- [DESCRIPTION OF THE TASK]:
In the Form 8-K excerpt, on which exchange is the common stock registered?

- [TEXT EXTRACT]:
====
Check the appropriate box below if the Form 8-K filing is intended to simultaneously satisfy the filing obligation of the registrant under any of the following provisions (see General Instruction A.2. below):

 

Written communications pursuant to Rule 425 under the Securities Act (17 CFR 230.425)

 

Soliciting material pursuant to Rule 14a-12 under the Exchange Act (17 CFR 240.14a-12)

 

Pre-commencement communications pursuant to Rule 14d-2(b) under the Exchange Act (17 CFR 240.14d-2(b))

 

Pre-commencement communications pursuant to Rule 13e-4(c) under the Exchange Act (17 CFR 240.13e-4(c))

 

Securities registered pursuant to Section 12(b) of the Act:

 

Title of each class Trading Symbol(s) Name of each exchange on which registered
Common Stock, no par value CPSS The Nasdaq Stock Market LLC (Global Market)

 

Indicate by check mark whether the registrant is an emerging growth company as defined in Rule 405 of the Securities Act of 1933 (§230.405 of this chapter) or Rule 12b-2 of the Securities Exchange Act of 1934 (§240.12b-2 of this chapter).

Emerging growth company

 

If an emerging growth company, indicate by check mark if the registrant has elected not to use the extended transition period for complying with any new or revised financial accounting standards provided pursuant to Section 13(a) of the Exchange Act.

 

 

 

   

 

 

Item 1.01. Entry into a Material Definitive Agreement.

 

The information contained in Item 2.03 of this report is hereby incorporated by reference into this Item 1.01. The registrant disclaims any implication that the agreements relating to the transactions described in this report are other than agreements entered into in the ordinary course of its business.
====
- [GIVEN ENTRIES]:
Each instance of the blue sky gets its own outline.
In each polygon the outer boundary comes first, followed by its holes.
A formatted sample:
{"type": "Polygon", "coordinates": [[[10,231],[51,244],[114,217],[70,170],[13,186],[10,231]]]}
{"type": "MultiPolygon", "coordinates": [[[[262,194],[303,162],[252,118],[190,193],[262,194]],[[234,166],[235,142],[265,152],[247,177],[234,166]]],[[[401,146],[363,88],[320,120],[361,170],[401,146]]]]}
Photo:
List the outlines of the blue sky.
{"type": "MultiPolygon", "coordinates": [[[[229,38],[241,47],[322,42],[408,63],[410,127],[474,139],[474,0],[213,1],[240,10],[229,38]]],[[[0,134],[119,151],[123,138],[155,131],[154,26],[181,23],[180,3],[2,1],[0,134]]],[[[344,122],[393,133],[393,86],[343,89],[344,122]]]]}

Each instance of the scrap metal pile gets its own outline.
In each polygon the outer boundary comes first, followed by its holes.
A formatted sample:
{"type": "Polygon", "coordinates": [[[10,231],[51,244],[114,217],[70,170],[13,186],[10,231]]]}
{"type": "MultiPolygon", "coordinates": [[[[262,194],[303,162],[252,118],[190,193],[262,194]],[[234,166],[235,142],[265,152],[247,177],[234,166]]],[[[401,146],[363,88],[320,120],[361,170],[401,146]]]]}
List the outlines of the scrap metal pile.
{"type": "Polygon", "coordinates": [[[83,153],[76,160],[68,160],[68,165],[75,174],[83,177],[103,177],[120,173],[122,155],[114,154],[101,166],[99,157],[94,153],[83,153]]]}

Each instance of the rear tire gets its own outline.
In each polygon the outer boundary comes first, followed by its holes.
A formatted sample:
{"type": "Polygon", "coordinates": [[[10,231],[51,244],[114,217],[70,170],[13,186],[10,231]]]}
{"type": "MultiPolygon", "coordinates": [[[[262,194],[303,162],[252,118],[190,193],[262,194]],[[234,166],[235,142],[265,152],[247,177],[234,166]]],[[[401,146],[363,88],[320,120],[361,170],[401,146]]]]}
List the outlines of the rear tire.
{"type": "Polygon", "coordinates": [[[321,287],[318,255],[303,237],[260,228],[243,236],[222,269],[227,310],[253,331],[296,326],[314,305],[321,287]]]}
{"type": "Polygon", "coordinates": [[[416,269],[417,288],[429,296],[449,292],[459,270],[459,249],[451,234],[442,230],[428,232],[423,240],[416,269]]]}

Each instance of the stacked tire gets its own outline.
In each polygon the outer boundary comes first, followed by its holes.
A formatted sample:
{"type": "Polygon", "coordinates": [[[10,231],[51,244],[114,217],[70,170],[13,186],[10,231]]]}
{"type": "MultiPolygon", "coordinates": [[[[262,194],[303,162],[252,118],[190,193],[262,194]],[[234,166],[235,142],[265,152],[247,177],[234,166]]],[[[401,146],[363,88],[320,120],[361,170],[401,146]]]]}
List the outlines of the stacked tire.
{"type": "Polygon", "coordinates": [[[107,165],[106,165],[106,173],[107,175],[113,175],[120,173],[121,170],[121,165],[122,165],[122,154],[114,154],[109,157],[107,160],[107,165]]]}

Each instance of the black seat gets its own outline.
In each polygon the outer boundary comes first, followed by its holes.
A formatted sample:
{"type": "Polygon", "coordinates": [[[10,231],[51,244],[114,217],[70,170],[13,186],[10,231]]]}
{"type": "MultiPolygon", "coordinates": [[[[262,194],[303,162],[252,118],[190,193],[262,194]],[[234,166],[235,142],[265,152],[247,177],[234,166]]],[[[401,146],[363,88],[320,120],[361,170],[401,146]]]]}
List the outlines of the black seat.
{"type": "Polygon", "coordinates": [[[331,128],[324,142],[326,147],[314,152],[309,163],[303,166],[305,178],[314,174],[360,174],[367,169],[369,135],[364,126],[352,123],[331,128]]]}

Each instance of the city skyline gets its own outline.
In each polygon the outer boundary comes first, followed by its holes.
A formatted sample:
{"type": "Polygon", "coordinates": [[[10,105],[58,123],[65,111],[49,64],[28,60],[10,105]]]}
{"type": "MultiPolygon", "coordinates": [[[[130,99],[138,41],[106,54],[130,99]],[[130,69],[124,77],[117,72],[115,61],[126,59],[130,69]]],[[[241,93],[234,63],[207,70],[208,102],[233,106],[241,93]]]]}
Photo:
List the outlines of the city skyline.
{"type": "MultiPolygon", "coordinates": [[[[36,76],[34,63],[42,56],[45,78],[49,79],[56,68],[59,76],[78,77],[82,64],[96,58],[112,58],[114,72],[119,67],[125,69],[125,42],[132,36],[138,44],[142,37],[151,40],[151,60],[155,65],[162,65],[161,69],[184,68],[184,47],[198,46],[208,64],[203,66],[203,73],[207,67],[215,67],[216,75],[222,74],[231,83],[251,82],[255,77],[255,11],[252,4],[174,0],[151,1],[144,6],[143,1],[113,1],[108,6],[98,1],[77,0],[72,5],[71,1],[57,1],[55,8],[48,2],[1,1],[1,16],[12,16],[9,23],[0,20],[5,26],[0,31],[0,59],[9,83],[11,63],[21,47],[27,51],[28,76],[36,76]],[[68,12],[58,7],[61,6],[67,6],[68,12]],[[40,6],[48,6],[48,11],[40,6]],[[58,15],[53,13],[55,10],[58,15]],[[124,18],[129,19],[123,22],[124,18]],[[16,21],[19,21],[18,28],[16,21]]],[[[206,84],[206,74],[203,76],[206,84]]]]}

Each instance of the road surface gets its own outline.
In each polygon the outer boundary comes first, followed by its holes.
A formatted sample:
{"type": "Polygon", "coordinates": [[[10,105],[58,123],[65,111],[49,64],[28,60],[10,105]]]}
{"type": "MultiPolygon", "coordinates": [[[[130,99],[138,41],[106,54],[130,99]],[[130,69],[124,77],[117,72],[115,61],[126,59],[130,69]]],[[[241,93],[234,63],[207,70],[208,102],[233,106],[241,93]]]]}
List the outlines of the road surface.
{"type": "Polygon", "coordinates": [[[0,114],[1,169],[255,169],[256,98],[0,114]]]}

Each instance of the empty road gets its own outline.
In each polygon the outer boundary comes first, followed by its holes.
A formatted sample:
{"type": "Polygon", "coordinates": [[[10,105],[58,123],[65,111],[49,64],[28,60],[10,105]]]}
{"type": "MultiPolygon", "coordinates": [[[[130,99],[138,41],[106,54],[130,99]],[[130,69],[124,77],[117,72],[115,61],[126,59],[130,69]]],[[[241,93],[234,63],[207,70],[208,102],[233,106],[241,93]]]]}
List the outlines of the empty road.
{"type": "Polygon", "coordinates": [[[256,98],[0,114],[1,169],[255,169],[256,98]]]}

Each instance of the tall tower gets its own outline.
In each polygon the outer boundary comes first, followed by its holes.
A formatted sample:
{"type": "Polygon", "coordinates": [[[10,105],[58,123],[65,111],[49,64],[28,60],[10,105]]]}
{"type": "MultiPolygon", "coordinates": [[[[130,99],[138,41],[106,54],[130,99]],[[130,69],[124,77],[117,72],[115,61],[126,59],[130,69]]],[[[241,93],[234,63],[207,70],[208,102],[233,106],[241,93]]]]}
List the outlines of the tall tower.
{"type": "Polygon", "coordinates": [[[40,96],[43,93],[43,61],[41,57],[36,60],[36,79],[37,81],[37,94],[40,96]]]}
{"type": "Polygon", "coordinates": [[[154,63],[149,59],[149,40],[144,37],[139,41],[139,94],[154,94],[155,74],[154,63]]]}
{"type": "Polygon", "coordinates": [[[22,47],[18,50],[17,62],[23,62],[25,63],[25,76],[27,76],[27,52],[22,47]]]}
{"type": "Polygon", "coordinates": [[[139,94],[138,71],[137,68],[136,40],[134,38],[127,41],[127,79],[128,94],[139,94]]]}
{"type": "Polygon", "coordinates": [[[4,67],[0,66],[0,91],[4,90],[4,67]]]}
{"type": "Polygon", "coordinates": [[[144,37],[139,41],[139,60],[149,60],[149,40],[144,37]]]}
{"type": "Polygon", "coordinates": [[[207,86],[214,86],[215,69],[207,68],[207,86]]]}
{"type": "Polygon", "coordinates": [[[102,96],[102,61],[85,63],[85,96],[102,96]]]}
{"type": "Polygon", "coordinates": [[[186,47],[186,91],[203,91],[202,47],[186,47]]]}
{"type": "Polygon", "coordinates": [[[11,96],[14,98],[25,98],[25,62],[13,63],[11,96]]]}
====
- [SOLUTION TO THIS EXERCISE]:
The Nasdaq Stock Market LLC (Global Market)